§ **Input data**
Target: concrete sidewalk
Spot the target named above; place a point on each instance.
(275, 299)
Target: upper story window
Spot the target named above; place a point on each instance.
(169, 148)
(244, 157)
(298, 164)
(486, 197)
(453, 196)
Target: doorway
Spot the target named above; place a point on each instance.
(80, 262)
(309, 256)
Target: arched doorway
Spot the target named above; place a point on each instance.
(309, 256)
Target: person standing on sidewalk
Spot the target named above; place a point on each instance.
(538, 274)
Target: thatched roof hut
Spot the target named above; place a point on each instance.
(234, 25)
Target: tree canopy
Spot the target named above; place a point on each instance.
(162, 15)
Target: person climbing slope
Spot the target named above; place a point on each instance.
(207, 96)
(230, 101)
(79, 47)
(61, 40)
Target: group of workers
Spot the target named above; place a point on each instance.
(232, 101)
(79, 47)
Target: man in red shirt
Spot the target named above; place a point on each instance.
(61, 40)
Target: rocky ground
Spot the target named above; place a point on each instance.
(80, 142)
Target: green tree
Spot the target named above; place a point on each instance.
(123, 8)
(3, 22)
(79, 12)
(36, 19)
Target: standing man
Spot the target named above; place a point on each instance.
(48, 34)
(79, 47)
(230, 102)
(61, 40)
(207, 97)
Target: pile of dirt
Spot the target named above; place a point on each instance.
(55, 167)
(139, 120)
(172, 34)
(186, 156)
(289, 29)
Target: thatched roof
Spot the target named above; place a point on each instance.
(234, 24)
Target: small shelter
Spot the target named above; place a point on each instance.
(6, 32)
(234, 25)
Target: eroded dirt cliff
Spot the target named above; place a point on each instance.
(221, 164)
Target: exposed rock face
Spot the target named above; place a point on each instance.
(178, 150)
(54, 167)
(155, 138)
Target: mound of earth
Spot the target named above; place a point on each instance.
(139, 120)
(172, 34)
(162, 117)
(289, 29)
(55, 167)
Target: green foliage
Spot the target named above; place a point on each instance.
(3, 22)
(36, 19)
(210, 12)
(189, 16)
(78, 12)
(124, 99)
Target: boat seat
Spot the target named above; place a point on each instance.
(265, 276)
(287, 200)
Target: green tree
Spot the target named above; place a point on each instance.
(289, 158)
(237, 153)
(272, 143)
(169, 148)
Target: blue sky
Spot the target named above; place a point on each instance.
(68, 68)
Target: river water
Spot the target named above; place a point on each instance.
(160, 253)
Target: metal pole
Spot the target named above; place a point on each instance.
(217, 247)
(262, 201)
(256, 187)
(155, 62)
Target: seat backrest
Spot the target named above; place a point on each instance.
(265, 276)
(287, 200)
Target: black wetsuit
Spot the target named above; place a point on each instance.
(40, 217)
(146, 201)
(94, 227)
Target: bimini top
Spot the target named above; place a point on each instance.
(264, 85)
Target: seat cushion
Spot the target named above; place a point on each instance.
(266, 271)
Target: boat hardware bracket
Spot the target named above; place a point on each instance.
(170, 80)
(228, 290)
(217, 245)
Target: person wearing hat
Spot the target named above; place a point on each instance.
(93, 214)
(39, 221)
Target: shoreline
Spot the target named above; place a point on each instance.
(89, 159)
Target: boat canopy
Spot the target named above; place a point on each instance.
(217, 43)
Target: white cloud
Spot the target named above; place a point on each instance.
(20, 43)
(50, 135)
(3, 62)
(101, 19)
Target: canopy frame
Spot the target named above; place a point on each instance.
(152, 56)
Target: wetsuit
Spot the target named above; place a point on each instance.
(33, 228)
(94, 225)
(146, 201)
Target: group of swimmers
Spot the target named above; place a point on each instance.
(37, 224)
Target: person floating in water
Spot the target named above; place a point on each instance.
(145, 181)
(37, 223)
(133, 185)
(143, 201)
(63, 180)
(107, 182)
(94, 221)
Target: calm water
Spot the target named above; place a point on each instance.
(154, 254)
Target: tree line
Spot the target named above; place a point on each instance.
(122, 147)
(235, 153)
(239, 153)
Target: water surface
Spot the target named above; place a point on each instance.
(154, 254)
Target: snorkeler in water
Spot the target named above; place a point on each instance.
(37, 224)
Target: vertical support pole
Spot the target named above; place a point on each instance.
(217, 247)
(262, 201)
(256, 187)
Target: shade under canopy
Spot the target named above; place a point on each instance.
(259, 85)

§ **What to do**
Exactly and only the lines from the line containing "Target: boat hardware bracket" through the last line of the entries should be copied, both ends included.

§ **Exercise answer**
Target: boat hardware bracket
Spot the target named above; place a point on each instance.
(170, 80)
(228, 290)
(217, 245)
Target: person wearing hat
Spot the target named above; place a point on each instance.
(93, 214)
(39, 221)
Target: shoreline
Spot the target named above; place a point on each instance.
(89, 159)
Target: boat canopy
Spot the target named above; place a point on each instance.
(217, 43)
Target: white cloud
Spot the target named above; place a point on each instance.
(20, 43)
(50, 135)
(3, 62)
(101, 19)
Target: canopy frame
Spot the target named above; place a point on each instance.
(152, 56)
Target: wetsuit
Spot the target named above; place a point on each instance.
(33, 228)
(94, 225)
(146, 201)
Target: group of swimmers
Spot the target named above; place a point on each instance.
(37, 224)
Target: person floating in water
Spot the target named above; place a point on each instance.
(145, 181)
(37, 223)
(133, 185)
(143, 201)
(63, 180)
(107, 182)
(94, 221)
Target: calm water
Spot the target named above; place a point on each instance.
(154, 254)
Target: tree line
Spot the target named above; place a point on each instance.
(122, 147)
(235, 153)
(239, 153)
Target: water surface
Spot the target named above; place a point on each instance.
(154, 254)
Target: snorkeler in water
Spot the target named above; place a point on each instance.
(37, 224)
Target: vertical support pole
Spot the target named above; place a point on each instance.
(217, 247)
(262, 201)
(256, 187)
Target: shade under canopy
Spot the target named above; place a point on each instance.
(259, 85)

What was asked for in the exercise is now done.